:: TEKST ŹRÓDŁOWY ::
NBA: Zapowiedź sezonu 2015/16 - Memphis Grizzlies. Czy "Miśki" stać na więcej?

Memphis Grizzlies to ekipa twardzieli, solidnych rzemieślników, co roku plasujących się w czołówce Konferencji Zachodniej, a mimo to wciąż pomijanych w dyskusji o kandydatach do tytułu. Czy są w stanie wskoczyć na jeszcze wyższy poziom?

W tym artykule dowiesz się o:

Od kiedy do Memphis w 2009 roku trafił Zach Randolph, Grizzlies tylko w pierwszym sezonie nie zdołali awansować do play-offów. W kolejnych pięciu latach za każdym razem meldowali się w tej fazie rozgrywek, a raz nawet - w 2013 roku - dotarli aż do finału konferencji, gdzie okazali się wyraźnie słabsi od San Antonio Spurs i polegli w czterech spotkaniach. Blisko czegoś większego byli także w minionej kampanii. W sezonie regularnym wygrali 55 meczów i do pierwszej rundy playoffs weszli z piątego miejsca na Zachodzie.

Rozbici przez kontuzje Blazers nie byli w stanie się im przeciwstawić i odpadli po 5-meczowej serii. W półfinałach konferencji "Niedźwiadki" trafiły na późniejszych mistrzów, Golden State Warriors i rywalizację rozpoczęły wręcz wyśmienicie, wychodząc na prowadzenie 2:1. Potem jednak trener Steve Kerr wykorzystał ich największą słabość i nakazał swoim zawodnikom odpuszczać w obronie Tony'ego Allena, pozwalając mu na oddawanie nieefektywnych rzutów z dystansu. Do sprytnej strategii doszły także problemy zdrowotne jego oraz Mike'a Conley'a i na tych dwóch zwycięstwach Grizzlies się zatrzymali.

W tym roku spróbują po raz kolejny. I niewykluczone, że po raz ostatni z trójką Gasol-Randolph-Conley w składzie. Zach ma już na karku 34 lata, a rozgrywki 2016/17 będą ostatnim rokiem jego kontraktu, co sprawi, że stanie się bardziej atrakcyjny w kontekście ewentualnej wymiany. Najważniejszy ruch, który zabezpieczył klub na najbliższą przyszłość, Grizzlies już zrobili, podpisując latem pięcioletnią umowę z Markiem Gasolem. Środkowy z jej tytułu zainkasuje w sumie ponad 110 mln dolarów. Za chwilę będą też musieli zapłacić Conley'owi, którego kontrakt wygasa po nadchodzącym sezonie. Memphis to miejsce, na które mimo wszystko wolni agenci nie patrzą najprzychylniej, więc generalny menedżer klubu Chris Wallace powinien zrobić wszystko, aby rozgrywającego zatrzymać.
:::
■ ZADANIA DO WYKONANIA:
**A)** Przytocz wiernie fragment artykułu o Memphis Grizzlies, zaczynając od „Memphis Grizzlies to” i kończąc na „jeszcze wyższy poziom?”.
**B)** Wymień wszystkie drużyny NBA, których nazwy padają w artykule o Memphis Grizzlies, w brzmieniu użytym w tekście.
**C)** Napisz dalszy ciąg artykułu o Memphis Grizzlies, rozpoczynając go bezpośrednio po ostatnim zdaniu tekstu.
Zamieszczony dalej wykaz stanowi materiał odrębny od artykułu o Memphis Grizzlies.
:: DOSTĘPNE DANE ::
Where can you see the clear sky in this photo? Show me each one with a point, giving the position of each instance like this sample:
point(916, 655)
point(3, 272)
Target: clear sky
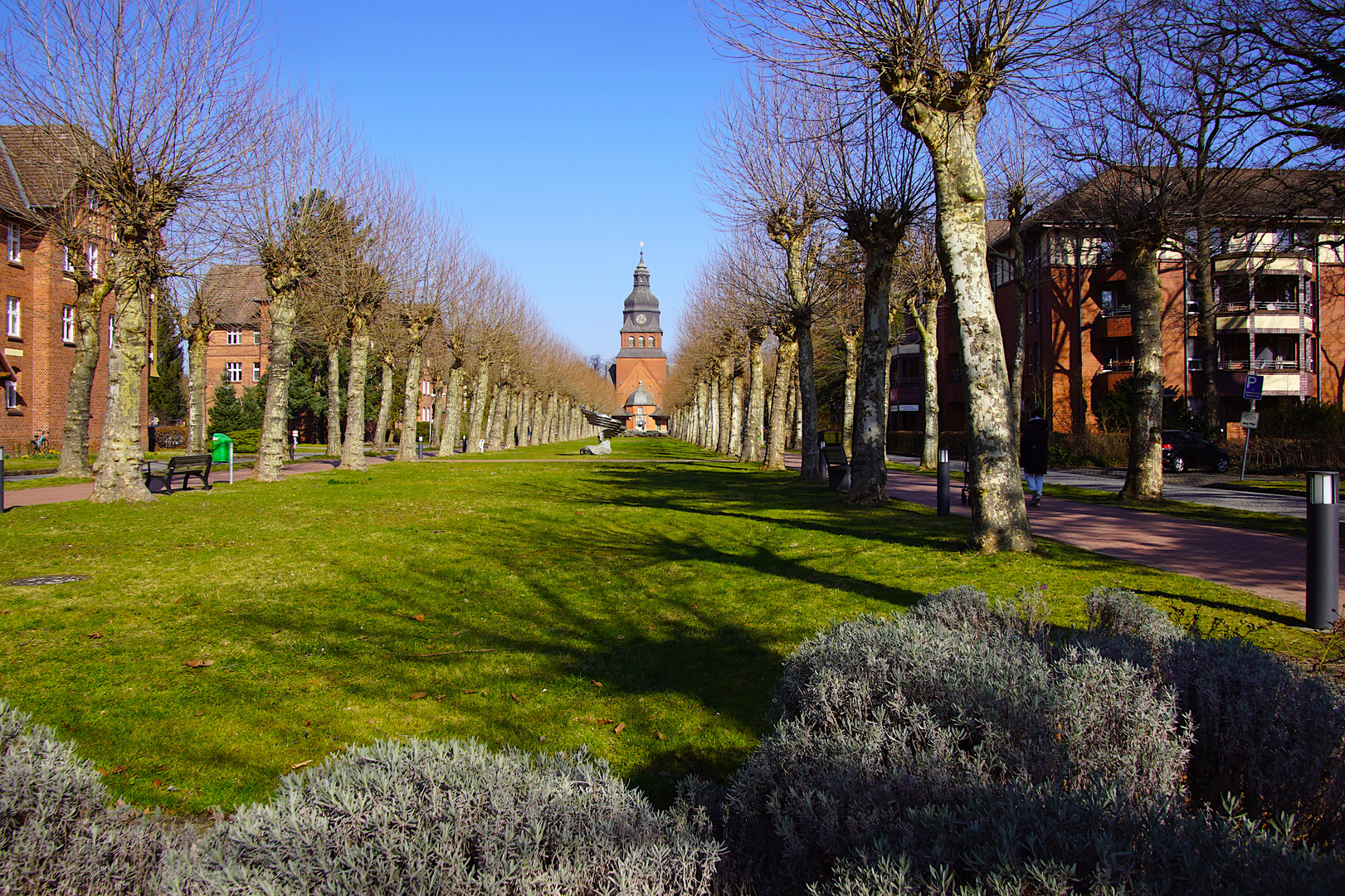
:::
■ ODPOWIEDZI DO ZADAŃ:
**A)**
Memphis Grizzlies to ekipa twardzieli, solidnych rzemieślników, co roku plasujących się w czołówce Konferencji Zachodniej, a mimo to wciąż pomijanych w dyskusji o kandydatach do tytułu. Czy są w stanie wskoczyć na jeszcze wyższy poziom?

**B)** Memphis Grizzlies, San Antonio Spurs, Blazers, Golden State Warriors

**C)**
Najpoważniejszym ubytkiem w składzie była tego lata strata Kosty Koufosa. W jego miejsce sprowadzono Brandana Wrighta, który brak centymetrów (208) nadrabia atletyzmem i powinien być wartościowym wsparciem dla Gasola. Odszedł również drugi Grek, Nick Calathes, którego ze składu wygryzł Beno Udrih. Karierę będzie kontynuował w Europie, konkretnie w Panathinaikosie Ateny. W zamian za Luke'a Ridnoura (którego pozyskano z Orlando za prawa do wybranego z 60. numerem draftu w 2013 roku Janisa Timmy) ściągnięto również Matta Barnesa. Ten 35-letni skrzydłowy młodszy już nie będzie, ale jak na swój wiek trzyma się dobrze i powinien pasować do stylu gry Grizzlies. Prócz bezkompromisowości w obronie ma do zespołu wnieść także nieco spacingu. Żadną tajemnicą nie jest bowiem fakt, że to, czego w Memphis najbardziej brakuje, to rzut z dystansu. W poprzednich rozgrywkach tylko dwóch ich zawodników osiągnęło w tym elemencie skuteczność 40 proc. lub wyższą. Byli to Courtney Lee i Jordan Adams, z tym, że ten drugi spędził na boisku raptem 248 minut i trafił 10 z 25 takich rzutów, więc trudno to w ogóle zaliczyć. 45,5 proc. "trójek" trafiał również Tayshaun Prince, ale jego wytransferowano już w trakcie sezonu.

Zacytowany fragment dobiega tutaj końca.